◆ Excerpted text ◆
== == ==
Just in time for Valentine’s Day, we guide you through A Century of Romance, a series which brings together 10 superlative cinematic ruminations on love and love lost from around the world, one from each decade from the 1920s to the 2010s. Romance is timeless, but here’s our decade-by-decade look at cinematic love stories to swoon over, sob to, and snuggle up with, all streaming on Metrograph At Home.
1920s Expressionistic set design and downright goofy framing heightens the cartoonish anarchy of pre-Hollywood Lubitsch’s military-set romantic fantasy, in which a rakish playboy German Lieutenant Alexis (Paul Heidemann) falls for “Mountain Cat” (silent-era star Pola Negri), the daughter of the mountain chieftain who captures him.
Sagan’s pioneering all-female cast romance may have been made in the ’30s, but it still stands out today as a sophisticated drama of blossoming queer desire, following Manuela (Romy Schneider), the new student at a boarding school for military officer’s daughters who begins to develop an unusually passionate attachment to one of her teachers.
A seamy, gut-twisting noir, Lang’s milestone drama stars Edward G. Robinson as the fool who makes the mistake of loving femme fatale Joan Bennett, a heart-wrenching, model 1940s blonde schemer with a bad boyfriend in tow.
== == ==
◆ Data shown ◆

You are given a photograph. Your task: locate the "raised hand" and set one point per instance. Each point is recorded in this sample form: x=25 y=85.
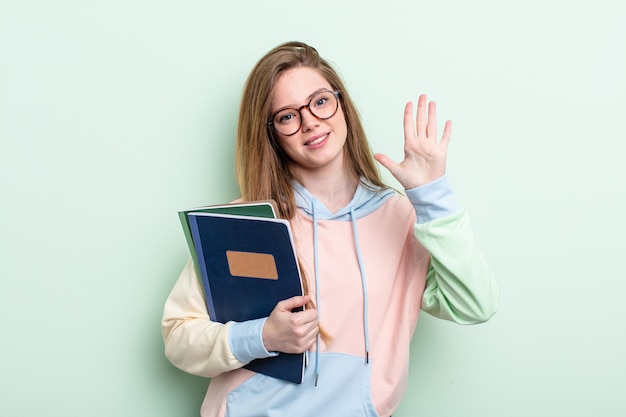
== == ==
◆ What this exercise asks ◆
a – According to the Century of Romance text, how many films does the series bring together?
b – Please pick up the Century of Romance text after its last sentence and continue it.

◆ Results for each task ◆
a – Ten films, one from each decade from the 1920s to the 2010s.

b –
The curious kinship between American noir and Italian Neorealism, styles that coalesced around the same time on opposite sides of the Atlantic, is abundantly evident in Antonioni’s feature debut about a murderous coupling, in which an impassioned but fatal romance is set off against alluringly cool, hard modernist buildings and corporate architecture of postwar Milan, with heroine Lucia Bosé dressed to match.
Channelling countercultural zeal and the lusty languor of the Summer of Love, Cardiff’s work of psychedelia-tinged, mod-styled erotic delirium stars ’60s “It” Girl Marianne Faithfull as a catsuit-clad free spirit, riding her Harley between France and Germany—and meetings with husband Roger Mutton and lover Alain Delon.
A parody of the pornochanchada sex comedies that proliferated in Brazil during the ’70s, Andrade’s triptych farce delights in the travails of a young sexual deviant, an oversexed lawyer, and a senile couple malingering in abusive codependency. By depicting the bedroom as battleground, Andrade’s fourth feature provocatively wrangles with then-contemporary debates to explore the myriad ways that sex, class, and race intersect.
Embodying the best qualities of ’80s American indie cinema, Rathod’s charming and resourceful romantic “culture-clash comedy” concerns Vikram, a young Mumbai native who’s stranded in San Francisco with nothing to do after his college plans fall through—until he falls for the punkish artist Sue, and must dream up a series of ruses to keep himself from being deported.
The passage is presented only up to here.